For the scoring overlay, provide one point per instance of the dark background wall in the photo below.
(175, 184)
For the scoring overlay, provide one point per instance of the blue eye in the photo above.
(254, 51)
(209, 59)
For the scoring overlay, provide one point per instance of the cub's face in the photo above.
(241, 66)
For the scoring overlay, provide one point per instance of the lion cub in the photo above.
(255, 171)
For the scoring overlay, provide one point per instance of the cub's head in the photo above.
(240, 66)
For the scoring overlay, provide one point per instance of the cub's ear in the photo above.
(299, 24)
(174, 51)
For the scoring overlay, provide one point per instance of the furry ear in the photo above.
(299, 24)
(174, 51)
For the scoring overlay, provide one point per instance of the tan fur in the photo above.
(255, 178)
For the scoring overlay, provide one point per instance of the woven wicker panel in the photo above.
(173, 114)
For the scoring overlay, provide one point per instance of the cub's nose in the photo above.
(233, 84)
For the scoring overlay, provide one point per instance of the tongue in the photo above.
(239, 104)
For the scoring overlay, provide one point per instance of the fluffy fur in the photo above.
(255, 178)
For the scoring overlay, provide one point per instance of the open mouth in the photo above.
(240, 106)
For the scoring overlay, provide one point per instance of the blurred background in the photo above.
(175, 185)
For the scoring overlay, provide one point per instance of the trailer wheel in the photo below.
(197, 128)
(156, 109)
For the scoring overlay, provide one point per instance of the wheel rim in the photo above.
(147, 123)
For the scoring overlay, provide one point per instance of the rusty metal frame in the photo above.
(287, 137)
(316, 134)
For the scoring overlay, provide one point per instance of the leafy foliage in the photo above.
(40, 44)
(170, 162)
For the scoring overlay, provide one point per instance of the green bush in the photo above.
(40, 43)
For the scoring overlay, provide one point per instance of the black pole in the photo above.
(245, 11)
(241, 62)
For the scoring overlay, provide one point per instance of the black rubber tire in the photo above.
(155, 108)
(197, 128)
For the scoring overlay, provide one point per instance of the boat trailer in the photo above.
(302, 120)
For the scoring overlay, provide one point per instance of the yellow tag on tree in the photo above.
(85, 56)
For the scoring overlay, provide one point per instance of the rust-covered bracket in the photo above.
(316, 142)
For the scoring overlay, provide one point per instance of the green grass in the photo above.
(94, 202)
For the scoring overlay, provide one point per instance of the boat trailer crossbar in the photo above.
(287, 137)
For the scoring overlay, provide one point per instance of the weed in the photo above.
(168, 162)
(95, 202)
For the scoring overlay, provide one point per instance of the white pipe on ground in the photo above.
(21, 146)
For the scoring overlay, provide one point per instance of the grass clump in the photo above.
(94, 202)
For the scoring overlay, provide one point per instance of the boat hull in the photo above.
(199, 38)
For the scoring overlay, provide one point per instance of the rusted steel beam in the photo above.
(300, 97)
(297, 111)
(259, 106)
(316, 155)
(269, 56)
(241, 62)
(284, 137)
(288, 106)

════════════════════

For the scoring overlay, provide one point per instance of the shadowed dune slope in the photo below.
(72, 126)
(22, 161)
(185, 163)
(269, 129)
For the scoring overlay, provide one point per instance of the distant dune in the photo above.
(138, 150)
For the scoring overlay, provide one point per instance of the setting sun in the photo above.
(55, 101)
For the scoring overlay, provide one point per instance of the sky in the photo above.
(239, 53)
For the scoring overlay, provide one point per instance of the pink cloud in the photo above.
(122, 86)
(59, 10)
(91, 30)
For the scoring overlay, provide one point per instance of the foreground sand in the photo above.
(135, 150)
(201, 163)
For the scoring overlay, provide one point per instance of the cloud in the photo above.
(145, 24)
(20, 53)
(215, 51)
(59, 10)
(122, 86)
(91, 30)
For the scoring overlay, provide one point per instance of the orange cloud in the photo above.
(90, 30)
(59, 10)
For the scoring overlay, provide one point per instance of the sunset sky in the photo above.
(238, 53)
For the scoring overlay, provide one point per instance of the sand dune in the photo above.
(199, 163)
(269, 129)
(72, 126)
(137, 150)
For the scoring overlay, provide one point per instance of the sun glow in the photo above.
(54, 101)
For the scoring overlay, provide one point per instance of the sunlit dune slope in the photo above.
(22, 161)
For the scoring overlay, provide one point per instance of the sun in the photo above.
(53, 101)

════════════════════

• GOAL: Locate every line in the records above that contains the word "green" and copy each one out in full. Case counts.

• OUTPUT:
For the scoring overlay, provide one point per instance of the green bush in the photo above.
For the scoring overlay, provide one point per instance of the green grass in the photo above.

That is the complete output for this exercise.